*Instructions to follow*
Will you output the entries below exactly, skipping every image they contain?

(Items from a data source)
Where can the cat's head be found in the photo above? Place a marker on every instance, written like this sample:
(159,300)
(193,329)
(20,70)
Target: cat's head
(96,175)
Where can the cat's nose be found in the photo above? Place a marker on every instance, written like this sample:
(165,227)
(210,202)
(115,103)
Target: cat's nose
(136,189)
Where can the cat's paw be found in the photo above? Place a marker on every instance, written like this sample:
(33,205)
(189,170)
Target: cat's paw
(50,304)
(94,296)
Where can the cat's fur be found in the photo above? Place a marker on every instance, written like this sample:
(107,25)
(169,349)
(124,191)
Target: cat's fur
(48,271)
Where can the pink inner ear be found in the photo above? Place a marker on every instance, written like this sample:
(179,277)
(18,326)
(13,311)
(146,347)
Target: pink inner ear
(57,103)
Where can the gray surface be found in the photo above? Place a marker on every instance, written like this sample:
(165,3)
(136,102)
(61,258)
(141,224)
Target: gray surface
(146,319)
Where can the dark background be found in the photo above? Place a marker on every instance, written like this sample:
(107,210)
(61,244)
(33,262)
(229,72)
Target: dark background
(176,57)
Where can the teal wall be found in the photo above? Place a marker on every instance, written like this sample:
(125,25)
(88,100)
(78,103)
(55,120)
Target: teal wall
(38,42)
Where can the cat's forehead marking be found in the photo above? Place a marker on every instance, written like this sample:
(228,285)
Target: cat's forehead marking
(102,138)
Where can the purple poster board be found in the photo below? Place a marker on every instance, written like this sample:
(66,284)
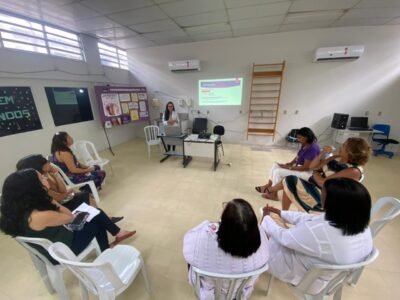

*Finished exercise*
Where can the cat's head be found in the photo above? Place a marker on every instance, written like this sample:
(159,300)
(193,329)
(20,70)
Target: cat's head
(96,175)
Where can the cat's nose be found in the photo above? Place a marker on every instance, written like this sample:
(165,227)
(210,202)
(115,103)
Target: cat's nose
(136,189)
Where can the cat's paw be found in the photo above? Place a marker on every instance, written like this sample:
(33,205)
(189,170)
Target: cat's paw
(50,304)
(94,296)
Where can the cat's fur be found in the photo above? Place a marker on every instance, written like this sample:
(107,25)
(169,349)
(124,191)
Target: cat's fur
(48,271)
Where can the pink inner ear be found in the photo above? Place a marker on every instance, written like this sample:
(179,277)
(18,326)
(13,311)
(146,347)
Target: pink inner ear
(57,103)
Where can the gray surface be found in the photo above? Place a marker on every instance, written like this sample:
(165,3)
(136,102)
(61,258)
(141,224)
Target: gray surface
(146,319)
Where can the dark background be found in the photo above? Place a marker on every instance, written like this sample:
(107,210)
(61,244)
(33,262)
(229,72)
Target: dark background
(176,57)
Where can the teal wall be found in the photo above? Place a marker on every instance, written like this sample:
(125,25)
(88,100)
(78,103)
(55,120)
Target: teal wall
(38,42)
Where can the cat's forehead marking be found in the photo above? Place a marker on every instance, written like this sample:
(228,285)
Target: cat's forehead marking
(102,138)
Where can the purple poster board be found in the photo below? Place a marker on every instance, written like this sample:
(66,284)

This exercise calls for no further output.